(Entries taken from a collection)

^^^^

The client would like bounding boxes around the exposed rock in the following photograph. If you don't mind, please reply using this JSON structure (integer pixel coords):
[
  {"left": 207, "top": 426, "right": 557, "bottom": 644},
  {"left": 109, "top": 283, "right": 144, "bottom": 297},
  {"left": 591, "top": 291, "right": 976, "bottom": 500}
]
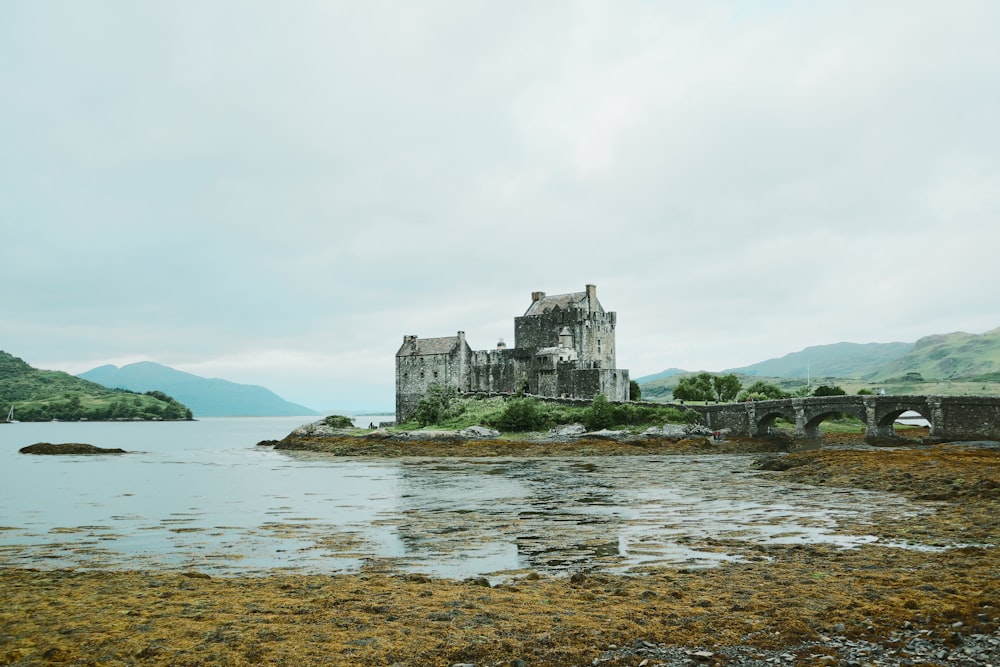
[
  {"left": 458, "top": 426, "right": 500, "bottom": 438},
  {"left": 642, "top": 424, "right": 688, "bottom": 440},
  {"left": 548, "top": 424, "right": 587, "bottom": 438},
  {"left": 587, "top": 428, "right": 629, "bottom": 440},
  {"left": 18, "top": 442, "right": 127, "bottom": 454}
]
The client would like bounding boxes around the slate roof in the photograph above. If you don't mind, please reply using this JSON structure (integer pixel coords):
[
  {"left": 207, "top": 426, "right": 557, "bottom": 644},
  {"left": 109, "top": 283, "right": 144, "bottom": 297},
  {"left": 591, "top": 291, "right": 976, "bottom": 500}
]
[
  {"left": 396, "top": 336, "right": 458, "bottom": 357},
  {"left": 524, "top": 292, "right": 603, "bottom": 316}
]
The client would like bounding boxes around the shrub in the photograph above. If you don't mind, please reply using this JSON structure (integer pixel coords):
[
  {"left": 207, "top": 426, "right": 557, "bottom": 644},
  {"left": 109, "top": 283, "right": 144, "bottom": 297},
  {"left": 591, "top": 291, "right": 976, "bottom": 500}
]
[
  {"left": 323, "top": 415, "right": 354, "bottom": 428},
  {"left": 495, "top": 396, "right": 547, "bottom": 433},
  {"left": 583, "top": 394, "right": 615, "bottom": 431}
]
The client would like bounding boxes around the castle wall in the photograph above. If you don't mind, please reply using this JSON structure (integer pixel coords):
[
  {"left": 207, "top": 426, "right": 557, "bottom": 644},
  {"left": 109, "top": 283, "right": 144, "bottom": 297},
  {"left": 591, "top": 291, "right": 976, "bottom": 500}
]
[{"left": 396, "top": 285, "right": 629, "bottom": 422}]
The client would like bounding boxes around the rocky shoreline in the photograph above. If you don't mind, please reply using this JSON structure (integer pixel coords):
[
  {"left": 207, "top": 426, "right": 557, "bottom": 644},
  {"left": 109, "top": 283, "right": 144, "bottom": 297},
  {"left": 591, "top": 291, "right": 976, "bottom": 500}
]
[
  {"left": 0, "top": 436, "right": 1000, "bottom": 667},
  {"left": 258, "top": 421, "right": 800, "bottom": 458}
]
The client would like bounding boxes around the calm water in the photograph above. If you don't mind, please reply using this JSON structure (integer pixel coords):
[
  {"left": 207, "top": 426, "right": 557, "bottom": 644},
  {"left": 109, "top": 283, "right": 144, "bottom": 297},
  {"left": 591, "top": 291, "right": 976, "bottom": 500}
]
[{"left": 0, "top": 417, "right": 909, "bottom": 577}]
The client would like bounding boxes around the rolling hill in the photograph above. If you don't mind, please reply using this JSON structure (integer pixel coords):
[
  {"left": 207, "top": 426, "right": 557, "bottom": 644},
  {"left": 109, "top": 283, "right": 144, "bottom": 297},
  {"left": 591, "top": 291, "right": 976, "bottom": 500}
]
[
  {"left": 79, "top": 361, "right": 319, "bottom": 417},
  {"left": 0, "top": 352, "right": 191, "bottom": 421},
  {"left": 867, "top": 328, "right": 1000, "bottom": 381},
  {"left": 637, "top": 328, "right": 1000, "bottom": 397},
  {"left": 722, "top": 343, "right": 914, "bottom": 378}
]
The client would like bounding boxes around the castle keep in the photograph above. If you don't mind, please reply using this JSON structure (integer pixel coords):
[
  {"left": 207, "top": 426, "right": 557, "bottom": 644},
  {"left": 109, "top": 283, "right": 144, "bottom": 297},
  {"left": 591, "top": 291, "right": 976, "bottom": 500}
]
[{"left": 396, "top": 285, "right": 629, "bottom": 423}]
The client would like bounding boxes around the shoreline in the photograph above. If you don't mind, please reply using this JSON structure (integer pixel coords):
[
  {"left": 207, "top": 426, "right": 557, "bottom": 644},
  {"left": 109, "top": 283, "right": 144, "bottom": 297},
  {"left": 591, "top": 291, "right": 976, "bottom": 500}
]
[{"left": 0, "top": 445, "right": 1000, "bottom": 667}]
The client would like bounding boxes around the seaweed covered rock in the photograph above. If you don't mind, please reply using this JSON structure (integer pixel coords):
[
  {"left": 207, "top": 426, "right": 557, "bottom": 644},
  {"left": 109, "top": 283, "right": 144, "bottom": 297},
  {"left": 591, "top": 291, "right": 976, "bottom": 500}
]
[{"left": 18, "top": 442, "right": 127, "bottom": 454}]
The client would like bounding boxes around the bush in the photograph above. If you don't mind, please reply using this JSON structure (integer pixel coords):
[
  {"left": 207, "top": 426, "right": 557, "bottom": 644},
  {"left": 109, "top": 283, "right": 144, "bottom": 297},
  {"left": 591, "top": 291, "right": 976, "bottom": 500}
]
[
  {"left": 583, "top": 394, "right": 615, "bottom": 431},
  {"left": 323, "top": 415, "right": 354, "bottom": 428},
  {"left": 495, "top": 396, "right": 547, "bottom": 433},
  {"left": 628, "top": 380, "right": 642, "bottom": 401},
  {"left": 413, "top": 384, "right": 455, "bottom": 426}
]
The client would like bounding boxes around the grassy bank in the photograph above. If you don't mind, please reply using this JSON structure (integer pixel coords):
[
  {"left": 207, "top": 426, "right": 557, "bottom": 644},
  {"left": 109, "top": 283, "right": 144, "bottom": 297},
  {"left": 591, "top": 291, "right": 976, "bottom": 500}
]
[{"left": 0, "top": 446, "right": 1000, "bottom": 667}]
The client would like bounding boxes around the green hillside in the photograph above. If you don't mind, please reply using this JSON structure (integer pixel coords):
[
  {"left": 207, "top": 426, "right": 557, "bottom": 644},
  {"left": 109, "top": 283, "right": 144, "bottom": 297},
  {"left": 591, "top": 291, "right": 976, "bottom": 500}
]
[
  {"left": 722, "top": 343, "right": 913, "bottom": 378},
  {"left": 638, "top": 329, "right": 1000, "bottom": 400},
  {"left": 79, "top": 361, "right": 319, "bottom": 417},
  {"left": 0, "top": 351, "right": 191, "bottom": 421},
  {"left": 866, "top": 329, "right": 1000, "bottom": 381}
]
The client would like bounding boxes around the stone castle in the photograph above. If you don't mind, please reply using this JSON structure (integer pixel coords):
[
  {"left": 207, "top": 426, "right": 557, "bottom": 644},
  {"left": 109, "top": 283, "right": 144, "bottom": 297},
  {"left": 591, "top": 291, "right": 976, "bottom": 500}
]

^^^^

Extract exactly the lines between the line containing "The client would like bounding boxes around the stone" and the end of the data, including both.

The client would like bounding boxes around the stone castle in the photograph above. If you don't mind, please reply using this JSON structure (integer pixel coords):
[
  {"left": 207, "top": 426, "right": 557, "bottom": 644},
  {"left": 109, "top": 283, "right": 144, "bottom": 297},
  {"left": 591, "top": 291, "right": 976, "bottom": 500}
]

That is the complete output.